## Work order:
Beginning with the line that contains "Reviewer note: confirm each instance of the soldier standing", copy each remaining line of the data below exactly.

## The input:
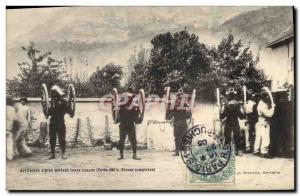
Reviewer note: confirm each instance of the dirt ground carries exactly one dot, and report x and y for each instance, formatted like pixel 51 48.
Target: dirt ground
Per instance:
pixel 98 169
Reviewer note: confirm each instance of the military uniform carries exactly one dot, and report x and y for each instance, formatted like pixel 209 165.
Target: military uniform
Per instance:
pixel 180 126
pixel 57 126
pixel 229 116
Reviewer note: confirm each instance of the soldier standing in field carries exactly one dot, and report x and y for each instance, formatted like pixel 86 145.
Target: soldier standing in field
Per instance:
pixel 251 119
pixel 232 111
pixel 265 110
pixel 57 111
pixel 179 116
pixel 22 122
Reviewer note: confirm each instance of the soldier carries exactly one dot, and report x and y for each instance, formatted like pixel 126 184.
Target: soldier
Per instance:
pixel 179 116
pixel 10 120
pixel 265 109
pixel 128 116
pixel 229 116
pixel 21 128
pixel 57 111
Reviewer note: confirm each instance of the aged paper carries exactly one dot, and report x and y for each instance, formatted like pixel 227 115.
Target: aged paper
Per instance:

## Answer below:
Reviewer note: confirm each instance of the soldier standing in field carries exactly one dot, and report x and y for each instance, formatted like pixel 86 145.
Target: soldier standing in field
Per instance:
pixel 251 119
pixel 232 111
pixel 265 110
pixel 57 111
pixel 179 116
pixel 22 122
Reviewer note: confirm each instance of the soldier carries exactly one dot, and report x and y for each instance, formatted like pixel 126 184.
Target: soldier
Per instance:
pixel 179 116
pixel 10 120
pixel 265 109
pixel 128 116
pixel 229 116
pixel 21 128
pixel 57 111
Reviewer note: confirm each instance of the aged paper carries exactly one dot, and report x and y for each instance, formatted like pixel 227 115.
Target: aged paper
Per instance:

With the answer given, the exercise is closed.